- _Consignes_
1. Recopiez le passage du texte sur le recrutement du porte-parole du ministère des armées qui commence à « Dernier détail, la » et se termine à « usage des francs. ».
2. D'après le texte sur le recrutement du porte-parole du ministère des armées, pour combien de temps le titulaire sera-t-il nommé ?
3. Reprenez le texte sur le recrutement du porte-parole du ministère des armées et prolongez-le au-delà de sa dernière phrase.
#### Extrait de texte
Heureusement, il reste la suite. L'annonce complète sur le niveau de son porte-parole : "l'exercice d'au mois six années professionnelles diversifiées en tant que cadre supérieur ainsi qu'une expérience significative d'encadrement sont requises. Une connaissance approfondie du ministère des armées, de son organisation et de son fonctionnement est recherchée". Il faut donc quand même, c'est rassurant, posséder cette connaissance intime, ce qui, par contre, élaguera très vite la liste des postulants. Les endroits pour obtenir cette connaissance sont, en effet, forts rares.
Le titulaire sera nommé pour trois ans, affirme l'annonce, et sera renouvelable, mais "dans la limite de six ans". On ignore les raisons de cette limite. L'annonce n'interdit pas à d'anciens DICOD de postuler, ne pose pas de limites d'âge, et même, n'empêche pas un militaire de tenter le coup.
Donnée importante, le collège des recruteurs, pour la partie orale, comprendra la SGA, la directrice de la DICOD, et et un inspecteur civil de la défense, plus une éventuelle quatrième personne choisie par la SGA.
Dernier détail, la personne à contacter pour des détails sur ce poste est l'actuelle DICOD.
A ce stade, en ce dimanche matin, il est bien difficile de mesurer l'impact de ce choix en forme de scission, par delà l'annonce. Car en fait, ce sont les statuts de 1997 de la DICOD qui sont remis en cause : le ou la DICOD étaient porte-parole (avec pour grade l'équivalent d'un général de division), son adjoint un général de brigade (ou assimilés) avec un binôme civil militaire. A l'époque, on avait le souci du bon usage des francs.
On le voit, la rémunération annuelle du porte-parole (qui ne dépend plus de la DICOD, mais au mieux, est posé à côté, voire au-dessus) ajoute donc un sur-coût dans la machine. Alors que la ministre tente manifestement de réduire la surface budgétaire couverte par la com (1300 personnes quand même).
########
#### Données sources
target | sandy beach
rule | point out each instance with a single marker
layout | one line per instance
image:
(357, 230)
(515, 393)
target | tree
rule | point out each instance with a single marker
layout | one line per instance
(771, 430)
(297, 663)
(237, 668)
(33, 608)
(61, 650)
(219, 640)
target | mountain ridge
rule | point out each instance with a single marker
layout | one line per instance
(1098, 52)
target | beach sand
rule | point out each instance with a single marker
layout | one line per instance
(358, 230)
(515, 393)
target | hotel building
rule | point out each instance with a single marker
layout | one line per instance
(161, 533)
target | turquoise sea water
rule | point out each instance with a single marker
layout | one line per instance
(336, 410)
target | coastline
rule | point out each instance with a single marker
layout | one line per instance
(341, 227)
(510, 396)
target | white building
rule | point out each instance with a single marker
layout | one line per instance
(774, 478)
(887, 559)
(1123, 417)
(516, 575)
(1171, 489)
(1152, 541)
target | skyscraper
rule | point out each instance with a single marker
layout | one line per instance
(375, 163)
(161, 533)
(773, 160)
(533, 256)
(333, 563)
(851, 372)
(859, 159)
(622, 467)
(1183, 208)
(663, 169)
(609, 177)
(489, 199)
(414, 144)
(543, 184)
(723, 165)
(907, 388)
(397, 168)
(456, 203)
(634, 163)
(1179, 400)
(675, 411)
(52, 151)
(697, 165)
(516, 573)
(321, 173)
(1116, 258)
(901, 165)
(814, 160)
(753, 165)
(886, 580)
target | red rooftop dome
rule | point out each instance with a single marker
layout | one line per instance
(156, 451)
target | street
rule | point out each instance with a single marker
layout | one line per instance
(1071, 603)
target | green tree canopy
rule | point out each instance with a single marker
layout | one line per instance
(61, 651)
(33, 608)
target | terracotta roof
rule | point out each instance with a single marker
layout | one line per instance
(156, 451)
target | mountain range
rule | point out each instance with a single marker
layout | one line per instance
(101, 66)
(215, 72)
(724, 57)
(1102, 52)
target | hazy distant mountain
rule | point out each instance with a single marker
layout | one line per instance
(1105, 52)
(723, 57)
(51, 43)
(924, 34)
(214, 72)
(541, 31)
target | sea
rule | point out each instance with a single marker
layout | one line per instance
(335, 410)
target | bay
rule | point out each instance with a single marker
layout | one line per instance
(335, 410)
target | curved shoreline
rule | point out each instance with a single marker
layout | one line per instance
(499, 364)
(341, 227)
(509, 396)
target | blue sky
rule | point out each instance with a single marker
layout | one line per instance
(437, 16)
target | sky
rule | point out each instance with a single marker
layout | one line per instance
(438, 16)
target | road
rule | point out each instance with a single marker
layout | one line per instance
########
- _Réponses fournies_
1.
Dernier détail, la personne à contacter pour des détails sur ce poste est l'actuelle DICOD.
A ce stade, en ce dimanche matin, il est bien difficile de mesurer l'impact de ce choix en forme de scission, par delà l'annonce. Car en fait, ce sont les statuts de 1997 de la DICOD qui sont remis en cause : le ou la DICOD étaient porte-parole (avec pour grade l'équivalent d'un général de division), son adjoint un général de brigade (ou assimilés) avec un binôme civil militaire. A l'époque, on avait le souci du bon usage des francs.

2. Pour trois ans, renouvelable dans la limite de six ans.

3.
Même en supprimant un poste de direction à la DICOD (le plus cher), pas sûr que le budget de la défense y gagne. Mais, et les auditeurs du député Claude de Ganay (LR) dans l'hémicycle vendredi soir, comme les lecteurs de son rapport parlementaire consacré à la com de défense l'auront compris, le système, bloqué, devait évoluer. Bastien Lachaud (LFI) a même demandé un rapport pour y comprendre quelque chose, avec plus de temps et de moyens que Claude de Ganay n'en a eu. Ce dernier a d'ailleurs apporté son soutien au porteur de l'idée, qui n'est pas tout à fait dans le même champ politique que lui. L'idée doit être débattue au sein de la commission de la défense, lors de sa prochaine réunion. Difficile de passer outre : le mot DICOD a été prononcé une dizaine de fois dans l'hémicycle et à la commission en quelques heures, il y a donc manifestement un sujet, qui ne peut être réduit néanmoins à ce seul service.
La ministre elle-même avait annoncé du changement, en juin dernier, en recevant des journalistes, suite à la lettre de l'AJD. Pas sûr que cette évolution vers un porte-parole en découle, alors que c'est plutôt la conséquence d'évolution commencées bien plus tôt, ailleurs, dans le gouvernement dans son entier.
Le ministère de l'intérieur, souvent décrié à la défense, est par exemple très en avance dans ce domaine, avec une porte-parole visible et audible dans les médias, et accessible aux mêmes médias. Commissaire de police, Camille Chèze n'aurait eu, par contre, aucune chance d'arriver au sommet avec les critères mis en place au ministère des armées pour sélectionner son porte-parole.